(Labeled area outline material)
'''
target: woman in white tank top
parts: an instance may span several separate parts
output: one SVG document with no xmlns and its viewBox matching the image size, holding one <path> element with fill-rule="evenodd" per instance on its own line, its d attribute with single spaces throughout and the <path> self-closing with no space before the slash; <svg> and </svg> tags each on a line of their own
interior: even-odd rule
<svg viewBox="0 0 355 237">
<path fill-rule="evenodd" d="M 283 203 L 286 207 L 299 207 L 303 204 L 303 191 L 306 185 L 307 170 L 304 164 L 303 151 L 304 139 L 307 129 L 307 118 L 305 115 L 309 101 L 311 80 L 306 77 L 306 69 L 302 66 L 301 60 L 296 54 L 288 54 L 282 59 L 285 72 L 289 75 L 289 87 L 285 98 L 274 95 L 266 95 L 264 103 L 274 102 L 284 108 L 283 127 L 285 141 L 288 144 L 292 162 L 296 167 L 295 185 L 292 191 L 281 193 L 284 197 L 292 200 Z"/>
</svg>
'''
Task directions ->
In the material above, replace each "instance" with "object" and reproduce the rest of the lines unchanged.

Exercise output ->
target: woman in white tank top
parts: an object may span several separate parts
output: one SVG document with no xmlns and its viewBox matching the image size, holding one <path> element with fill-rule="evenodd" per object on its own line, its d attribute with single spaces throughout and the <path> self-closing with no space before the slash; <svg> and </svg> tags each on a line of their own
interior: even-odd rule
<svg viewBox="0 0 355 237">
<path fill-rule="evenodd" d="M 283 203 L 286 207 L 299 207 L 303 204 L 303 191 L 306 185 L 307 170 L 304 164 L 303 151 L 304 139 L 307 129 L 307 118 L 305 115 L 309 101 L 311 80 L 306 77 L 306 69 L 302 66 L 301 60 L 296 54 L 288 54 L 282 59 L 285 72 L 289 75 L 289 87 L 285 98 L 274 95 L 266 95 L 264 103 L 274 102 L 284 108 L 283 127 L 285 141 L 288 144 L 292 162 L 296 167 L 295 185 L 292 191 L 281 193 L 284 197 L 292 200 Z"/>
</svg>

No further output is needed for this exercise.